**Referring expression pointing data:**
* * *
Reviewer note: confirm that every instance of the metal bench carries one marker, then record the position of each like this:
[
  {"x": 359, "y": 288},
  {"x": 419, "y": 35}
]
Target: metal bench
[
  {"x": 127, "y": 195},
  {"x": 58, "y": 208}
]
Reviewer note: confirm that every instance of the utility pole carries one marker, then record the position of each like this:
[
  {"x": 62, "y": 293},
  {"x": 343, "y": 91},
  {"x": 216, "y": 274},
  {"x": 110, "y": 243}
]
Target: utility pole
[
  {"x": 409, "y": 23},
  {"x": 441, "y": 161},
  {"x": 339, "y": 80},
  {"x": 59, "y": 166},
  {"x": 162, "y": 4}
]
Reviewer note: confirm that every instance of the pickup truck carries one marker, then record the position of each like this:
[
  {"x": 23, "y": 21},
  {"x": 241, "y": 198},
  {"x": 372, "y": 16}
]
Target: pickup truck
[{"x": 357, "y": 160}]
* * *
**Directions:** In the records above, find each line that holds the word "like"; copy all such lines.

**Result of the exercise:**
Reviewer note: confirm that every instance of the metal bench carries one marker, then record the position of each like this:
Reviewer note: confirm that every instance of the utility pole carries one marker, then record the position of each like this:
Reviewer note: confirm that every instance of the pickup truck carries one marker, then record the position of each like this:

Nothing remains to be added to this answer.